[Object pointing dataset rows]
******
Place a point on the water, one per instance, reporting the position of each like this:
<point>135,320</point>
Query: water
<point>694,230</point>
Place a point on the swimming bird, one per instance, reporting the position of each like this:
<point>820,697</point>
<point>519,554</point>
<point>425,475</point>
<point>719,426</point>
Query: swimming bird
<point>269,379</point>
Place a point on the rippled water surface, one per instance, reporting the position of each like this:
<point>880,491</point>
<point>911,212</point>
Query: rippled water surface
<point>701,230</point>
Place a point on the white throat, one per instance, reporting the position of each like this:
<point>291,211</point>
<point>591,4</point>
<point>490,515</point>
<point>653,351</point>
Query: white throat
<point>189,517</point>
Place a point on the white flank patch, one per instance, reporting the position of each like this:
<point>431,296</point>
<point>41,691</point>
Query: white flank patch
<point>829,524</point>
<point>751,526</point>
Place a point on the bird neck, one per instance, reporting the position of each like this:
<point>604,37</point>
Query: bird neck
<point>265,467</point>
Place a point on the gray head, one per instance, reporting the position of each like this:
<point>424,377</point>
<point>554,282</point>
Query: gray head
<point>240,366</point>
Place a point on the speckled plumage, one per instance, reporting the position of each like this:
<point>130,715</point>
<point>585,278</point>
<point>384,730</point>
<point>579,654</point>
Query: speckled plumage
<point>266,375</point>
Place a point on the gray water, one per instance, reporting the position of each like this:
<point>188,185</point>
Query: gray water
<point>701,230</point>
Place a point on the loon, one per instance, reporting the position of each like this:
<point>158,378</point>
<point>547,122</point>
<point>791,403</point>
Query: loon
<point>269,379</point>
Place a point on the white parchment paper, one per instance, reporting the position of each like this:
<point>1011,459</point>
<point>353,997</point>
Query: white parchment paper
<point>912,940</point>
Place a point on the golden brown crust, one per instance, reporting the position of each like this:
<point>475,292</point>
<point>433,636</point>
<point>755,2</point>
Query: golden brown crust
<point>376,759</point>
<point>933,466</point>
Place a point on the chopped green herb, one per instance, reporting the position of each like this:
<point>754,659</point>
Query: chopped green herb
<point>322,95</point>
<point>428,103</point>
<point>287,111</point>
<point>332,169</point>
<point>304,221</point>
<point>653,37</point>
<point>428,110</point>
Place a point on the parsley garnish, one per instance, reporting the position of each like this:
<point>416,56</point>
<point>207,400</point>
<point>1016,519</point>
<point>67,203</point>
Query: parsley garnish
******
= Work required =
Convert all the rows above into a JSON list of strings, one string per line, leaving out any blank lines.

= The solution =
[
  "Place a point on the water, one per instance, reporting the position of each like this:",
  "<point>135,320</point>",
  "Query: water",
  "<point>694,230</point>",
  "Place a point on the swimming bird, one per instance, reporting the position of each like this:",
  "<point>820,697</point>",
  "<point>519,554</point>",
  "<point>425,475</point>",
  "<point>719,426</point>",
  "Query: swimming bird",
  "<point>269,379</point>",
  "Place a point on the rippled water surface, one per instance, reporting the position of each like this:",
  "<point>880,491</point>",
  "<point>911,212</point>",
  "Query: rippled water surface",
  "<point>701,230</point>",
  "Place a point on the white throat, one per instance, reporting the position of each like this:",
  "<point>291,211</point>",
  "<point>591,4</point>",
  "<point>490,515</point>",
  "<point>653,351</point>",
  "Query: white throat",
  "<point>189,517</point>",
  "Place a point on the white flank patch, one per instance, reporting the position of each like this:",
  "<point>431,296</point>",
  "<point>41,691</point>",
  "Query: white flank patch",
  "<point>829,524</point>",
  "<point>751,526</point>",
  "Place a point on the bird neck, one per instance, reporting the position of each like this:",
  "<point>604,37</point>",
  "Query: bird neck",
  "<point>265,467</point>",
  "Place a point on the gray head, one per instance, reporting the position of each like this:",
  "<point>424,377</point>",
  "<point>554,282</point>",
  "Query: gray head",
  "<point>240,366</point>",
  "Place a point on the speckled plumage, one per instance, reporting the position of each like this:",
  "<point>130,715</point>",
  "<point>585,278</point>",
  "<point>384,730</point>",
  "<point>579,654</point>",
  "Query: speckled plumage",
  "<point>266,375</point>",
  "Place a point on the gray water, one per instance, reporting the position of each like this:",
  "<point>188,185</point>",
  "Query: gray water",
  "<point>701,230</point>",
  "Place a point on the loon, one per instance, reporting the position of each like this:",
  "<point>158,378</point>",
  "<point>547,122</point>",
  "<point>791,403</point>",
  "Query: loon",
  "<point>269,379</point>",
  "Place a point on the white parchment paper, one per instance, reporting the position of each like this:",
  "<point>1011,459</point>",
  "<point>353,997</point>",
  "Query: white parchment paper",
  "<point>912,940</point>",
  "Place a point on the golden brown crust, one per instance, reporting the position of each like this:",
  "<point>475,292</point>",
  "<point>433,636</point>",
  "<point>755,2</point>",
  "Query: golden brown crust",
  "<point>376,759</point>",
  "<point>933,466</point>",
  "Place a point on the chopped green herb, one per instance, reporting the position of each like this:",
  "<point>754,659</point>",
  "Query: chopped green herb",
  "<point>322,95</point>",
  "<point>428,103</point>",
  "<point>287,111</point>",
  "<point>332,169</point>",
  "<point>304,221</point>",
  "<point>653,37</point>",
  "<point>428,110</point>",
  "Place a point on the parsley garnish, one per instance, reporting the position of each like this:",
  "<point>416,56</point>",
  "<point>207,400</point>",
  "<point>1016,519</point>",
  "<point>67,203</point>",
  "Query: parsley garnish"
]